■ Task objective ■
Give back all of the records, exactly and completely.
(Record set Opens)
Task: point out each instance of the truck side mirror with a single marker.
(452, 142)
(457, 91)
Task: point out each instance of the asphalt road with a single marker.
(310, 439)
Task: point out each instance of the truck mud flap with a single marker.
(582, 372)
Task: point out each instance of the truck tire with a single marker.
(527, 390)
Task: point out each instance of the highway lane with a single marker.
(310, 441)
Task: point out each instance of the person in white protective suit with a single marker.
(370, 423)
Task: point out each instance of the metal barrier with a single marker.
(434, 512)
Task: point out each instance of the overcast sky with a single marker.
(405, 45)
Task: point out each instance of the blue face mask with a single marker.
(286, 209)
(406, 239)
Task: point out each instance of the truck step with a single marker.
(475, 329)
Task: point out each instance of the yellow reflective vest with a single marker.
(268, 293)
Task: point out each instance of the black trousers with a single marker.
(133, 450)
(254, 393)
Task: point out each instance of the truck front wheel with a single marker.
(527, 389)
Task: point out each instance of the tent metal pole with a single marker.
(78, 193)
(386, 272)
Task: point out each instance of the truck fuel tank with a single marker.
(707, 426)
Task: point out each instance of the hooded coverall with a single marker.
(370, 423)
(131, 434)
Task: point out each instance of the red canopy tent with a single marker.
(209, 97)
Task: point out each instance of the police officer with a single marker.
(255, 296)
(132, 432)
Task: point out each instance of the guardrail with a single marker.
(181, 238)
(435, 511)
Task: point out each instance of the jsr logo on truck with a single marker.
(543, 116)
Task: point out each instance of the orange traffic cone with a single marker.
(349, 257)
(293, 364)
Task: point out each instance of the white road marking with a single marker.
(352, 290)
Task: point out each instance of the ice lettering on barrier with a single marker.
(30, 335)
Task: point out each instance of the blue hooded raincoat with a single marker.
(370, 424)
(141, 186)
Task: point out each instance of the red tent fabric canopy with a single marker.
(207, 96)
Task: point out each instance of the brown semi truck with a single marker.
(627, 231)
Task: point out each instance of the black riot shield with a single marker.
(Record set Closes)
■ Written reply ■
Task: point out each instance of the truck side mirror with a single marker.
(452, 142)
(457, 91)
Task: point out each instance of the asphalt road with a single marker.
(310, 439)
Task: point out each instance of the truck mud flap with a single marker.
(582, 372)
Task: point out each instance of the truck tire with a single marker.
(527, 390)
Task: point out each instance of the highway lane with a single marker.
(310, 441)
Task: point out each instance of the person in white protective suit with a single marker.
(370, 423)
Task: point out each instance of the metal barrier with a single marker.
(434, 512)
Task: point out each instance of the overcast sky with a single marker.
(405, 45)
Task: point out each instance of the blue face mask with a single marker.
(286, 209)
(406, 239)
Task: point out each instance of the truck step with a single marker.
(475, 329)
Task: point out each instance of the yellow reflective vest with a single marker.
(268, 293)
Task: point out each instance of the black trousers with a single marker.
(133, 450)
(254, 393)
Task: point out each instance of the truck front wheel with a single marker.
(527, 389)
Task: point out each instance of the tent metal pole with a single marker.
(78, 193)
(386, 272)
Task: point out each instance of the truck fuel tank with a single marker.
(707, 426)
Task: point out each instance of the hooded coverall with a single marker.
(370, 423)
(131, 434)
Task: point out each instance of the red canopy tent with a single marker.
(209, 97)
Task: point out each instance of the police officer with a single marker.
(255, 296)
(132, 432)
Task: point out each instance of the guardrail with a single marker.
(181, 238)
(435, 511)
Task: point out each instance of the jsr logo on truck with a single marker.
(543, 116)
Task: point out each instance of the orange traffic cone with a single marker.
(349, 257)
(293, 364)
Task: point out each instance of the white road marking with a single marker.
(352, 290)
Task: point out each instance of the ice lettering on barrier with a single marker.
(30, 335)
Task: point out each instance of the blue hooded raincoat with a single marker.
(370, 424)
(141, 186)
Task: point out each instance of the red tent fabric canopy with a single marker.
(207, 96)
Task: point out each instance of the brown semi truck with a single marker.
(627, 231)
Task: point out each instance of the black riot shield with a single marker.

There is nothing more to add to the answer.